Instrução =>
Dê continuidade ao trecho sobre a multa por atraso no pagamento de alimentos, começando logo após a última frase.

**** Trecho

Quando os alimentos são fixados em sentença ou em decisão interlocutória, a partir do momento que o réu for citado, a multa incide sobre todas as parcelas em que ocorrer mora superior a 15 dias. O acréscimo se verifica mesmo antes do procedimento de cobrança. Também incide a multa quando os alimentos foram fixados extrajudicialmente. Mas o termo inicial de incidência diverge. Convencionada a multa moratória, ela é devida sempre que ocorrer o inadimplemento. Na hipótese de não ter sido prevista a cláusula penal, a multa passa a fluir somente se o devedor, citado no procedimento de cobrança, não paga toda a dívida no prazo de 15 dias.
Independente do instrumento – sentença, decisão interlocutória ou acordo extrajudicial – onde está prevista a obrigação alimentar, desde o momento em que o devedor sabe da incidência da multa, sempre que incorrer em mora por mais de 15 dias, agrega-se o percentual de 10% sobre cada parcela não paga. O acréscimo é automático e não ocorre somente a partir da citação do devedor ou de sua intimação quando é convocado judicialmente para proceder ao pagamento.

********
**** Conjunto de dados

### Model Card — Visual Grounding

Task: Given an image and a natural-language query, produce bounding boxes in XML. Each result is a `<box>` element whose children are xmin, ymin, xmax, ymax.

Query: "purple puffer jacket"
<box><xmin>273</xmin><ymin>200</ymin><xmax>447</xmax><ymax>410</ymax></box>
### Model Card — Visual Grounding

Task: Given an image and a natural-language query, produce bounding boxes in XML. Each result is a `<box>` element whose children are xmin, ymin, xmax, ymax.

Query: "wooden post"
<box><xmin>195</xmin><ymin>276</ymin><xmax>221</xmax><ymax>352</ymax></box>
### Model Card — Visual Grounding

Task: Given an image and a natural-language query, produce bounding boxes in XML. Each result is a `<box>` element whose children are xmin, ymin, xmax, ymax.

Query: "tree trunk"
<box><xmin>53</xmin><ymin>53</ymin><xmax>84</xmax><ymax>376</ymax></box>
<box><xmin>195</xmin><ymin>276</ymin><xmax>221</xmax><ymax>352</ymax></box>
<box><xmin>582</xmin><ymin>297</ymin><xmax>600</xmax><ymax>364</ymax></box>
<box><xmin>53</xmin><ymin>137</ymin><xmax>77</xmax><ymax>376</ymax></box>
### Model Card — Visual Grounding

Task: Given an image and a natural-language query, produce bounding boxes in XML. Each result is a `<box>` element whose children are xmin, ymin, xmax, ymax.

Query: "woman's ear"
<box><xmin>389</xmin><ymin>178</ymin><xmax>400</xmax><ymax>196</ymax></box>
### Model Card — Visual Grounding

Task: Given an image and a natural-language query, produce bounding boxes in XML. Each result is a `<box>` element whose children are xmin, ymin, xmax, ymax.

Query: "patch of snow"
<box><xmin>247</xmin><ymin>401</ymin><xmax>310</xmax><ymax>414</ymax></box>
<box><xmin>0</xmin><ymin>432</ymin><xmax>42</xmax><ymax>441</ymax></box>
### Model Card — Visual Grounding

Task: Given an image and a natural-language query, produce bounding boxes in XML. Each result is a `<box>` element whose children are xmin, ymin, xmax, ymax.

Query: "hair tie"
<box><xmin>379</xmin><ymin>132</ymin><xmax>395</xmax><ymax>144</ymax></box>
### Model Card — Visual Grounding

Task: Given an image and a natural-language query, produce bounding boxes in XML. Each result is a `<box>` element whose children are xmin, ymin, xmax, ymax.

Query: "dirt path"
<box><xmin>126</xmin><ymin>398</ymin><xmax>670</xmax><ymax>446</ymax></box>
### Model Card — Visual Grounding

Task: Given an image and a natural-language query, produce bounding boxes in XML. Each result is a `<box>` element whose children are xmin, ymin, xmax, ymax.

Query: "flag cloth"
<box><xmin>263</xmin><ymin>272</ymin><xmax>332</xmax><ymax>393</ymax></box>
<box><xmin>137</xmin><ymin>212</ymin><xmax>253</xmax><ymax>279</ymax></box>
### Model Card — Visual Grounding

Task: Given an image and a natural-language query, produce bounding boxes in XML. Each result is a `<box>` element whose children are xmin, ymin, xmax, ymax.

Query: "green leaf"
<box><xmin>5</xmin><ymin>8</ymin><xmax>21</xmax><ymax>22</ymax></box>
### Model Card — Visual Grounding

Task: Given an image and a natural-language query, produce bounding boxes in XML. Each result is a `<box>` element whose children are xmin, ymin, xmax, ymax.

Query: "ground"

********

Resposta =>
Apesar da omissão da lei as mudanças, em sede de alimentos, são significativas. Talvez o credor dos alimentos seja o maior beneficiado com a reforma. Até que enfim, pois é chegada a hora de dar um basta à conivência da justiça com quem comete o perverso crime de sonegar o direito de viver de quem deveria amar.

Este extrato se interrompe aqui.